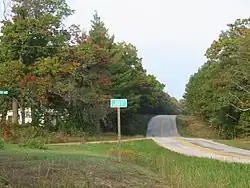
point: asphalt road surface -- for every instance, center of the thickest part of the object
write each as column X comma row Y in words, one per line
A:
column 162, row 129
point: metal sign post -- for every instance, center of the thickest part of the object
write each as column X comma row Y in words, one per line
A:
column 119, row 103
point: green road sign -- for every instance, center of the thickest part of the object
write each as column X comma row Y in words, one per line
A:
column 3, row 92
column 118, row 103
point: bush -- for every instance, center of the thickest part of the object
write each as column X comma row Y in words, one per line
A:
column 1, row 144
column 34, row 143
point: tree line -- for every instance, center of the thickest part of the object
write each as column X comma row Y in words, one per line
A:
column 45, row 65
column 219, row 92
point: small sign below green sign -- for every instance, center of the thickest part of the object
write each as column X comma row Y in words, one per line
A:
column 118, row 103
column 3, row 92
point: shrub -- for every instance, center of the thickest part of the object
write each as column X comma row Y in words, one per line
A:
column 34, row 143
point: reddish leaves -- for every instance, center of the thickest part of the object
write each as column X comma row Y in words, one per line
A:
column 27, row 79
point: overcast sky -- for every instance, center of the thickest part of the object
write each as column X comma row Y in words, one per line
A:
column 170, row 35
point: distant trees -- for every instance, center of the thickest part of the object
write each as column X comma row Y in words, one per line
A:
column 47, row 66
column 220, row 91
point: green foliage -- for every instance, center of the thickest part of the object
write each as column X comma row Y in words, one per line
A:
column 34, row 143
column 68, row 76
column 219, row 91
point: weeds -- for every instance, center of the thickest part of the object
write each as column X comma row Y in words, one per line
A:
column 34, row 143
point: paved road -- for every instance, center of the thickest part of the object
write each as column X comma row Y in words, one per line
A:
column 162, row 129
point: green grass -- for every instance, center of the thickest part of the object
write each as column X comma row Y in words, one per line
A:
column 144, row 164
column 244, row 144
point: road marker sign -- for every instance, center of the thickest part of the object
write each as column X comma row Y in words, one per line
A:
column 119, row 103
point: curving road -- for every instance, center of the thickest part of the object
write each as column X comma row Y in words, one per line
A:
column 162, row 129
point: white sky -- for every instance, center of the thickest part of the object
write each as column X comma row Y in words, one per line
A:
column 171, row 35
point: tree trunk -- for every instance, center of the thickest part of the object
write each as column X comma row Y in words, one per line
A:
column 34, row 118
column 15, row 111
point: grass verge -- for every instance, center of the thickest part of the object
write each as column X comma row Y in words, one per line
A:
column 144, row 164
column 190, row 126
column 241, row 143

==================================================

• Task goal: Arrange all the lines of the data above as one numbered list, skipping any blank lines and leaving the pictures out.

• Answer in full:
1. point: asphalt road surface -- for every instance, center of the thickest part of the object
2. write each as column X comma row Y in words, one per line
3. A:
4. column 162, row 129
5. point: metal sign post -- for every instance, center of the thickest part of the object
6. write each as column X comma row Y in words, one per line
7. A:
8. column 119, row 103
9. point: green road sign -- for every instance, center of the thickest part of the object
10. write each as column X comma row Y in words, one per line
11. A:
12. column 3, row 92
13. column 118, row 103
14. point: bush -- for every instance, center of the thickest part of the object
15. write each as column X comma row Y in words, one per line
16. A:
17. column 1, row 144
18. column 34, row 143
19. point: tree line -- for every instance, center of the thickest part of the object
20. write each as column X comma row Y in words, one per line
21. A:
22. column 45, row 65
23. column 219, row 92
24. point: small sign below green sign -- for every instance, center of the thickest part of the object
25. write each as column X comma row Y in words, one per line
26. A:
27. column 118, row 103
28. column 3, row 92
29. point: shrub -- for every instance, center of the thickest part of the object
30. write each as column X comma row Y in words, one per line
31. A:
32. column 34, row 143
33. point: reddish leaves -- for every instance, center of the thickest part of the object
34. write each as column X comma row Y in words, one per line
35. A:
36. column 27, row 79
37. point: overcast sky -- for every instance, center of the thickest part of the object
38. write each as column X comma row Y in words, one per line
39. A:
40. column 170, row 35
41. point: distant trees -- for every instance, center of the thickest part of the object
42. write each as column X comma row Y in words, one per line
43. A:
44. column 47, row 66
45. column 220, row 91
46. point: green foliage -- for every instance, center of the thickest part of the object
47. write each as column X comma row Y in words, one per line
48. A:
49. column 34, row 143
50. column 68, row 76
51. column 219, row 91
52. point: weeds -- for every instance, center of the thickest part of the object
53. write each as column X comma row Y in words, one per line
54. A:
55. column 34, row 143
56. point: paved road -- for every instance, center of the thickest part of the object
57. write each as column X comma row Y in words, one per line
58. A:
59. column 162, row 129
60. point: green grass -- for every instance, center of the thickest part of the object
61. write each as column X comma row Y in words, one per line
62. A:
63. column 144, row 164
64. column 244, row 144
65. point: road marker sign -- for every instance, center of the thickest part of the object
66. write each as column X comma row Y in words, one per line
67. A:
68. column 119, row 103
69. point: curving road -- for every instance, center of the thickest part of the object
70. write each as column X comma row Y in words, one per line
71. A:
72. column 162, row 129
73. point: white sky -- for every instance, center of the thickest part of the object
74. write each as column X comma row Y in words, one per line
75. A:
76. column 171, row 35
77. point: tree trunk -- for every instance, center of the thickest part of the object
78. write each as column X comma row Y in words, one per line
79. A:
80. column 34, row 118
81. column 15, row 111
82. point: grass verge -- for every instance, center of the thickest part of the object
83. write each as column X comma row Y in words, one per line
84. A:
85. column 144, row 164
86. column 190, row 126
87. column 241, row 143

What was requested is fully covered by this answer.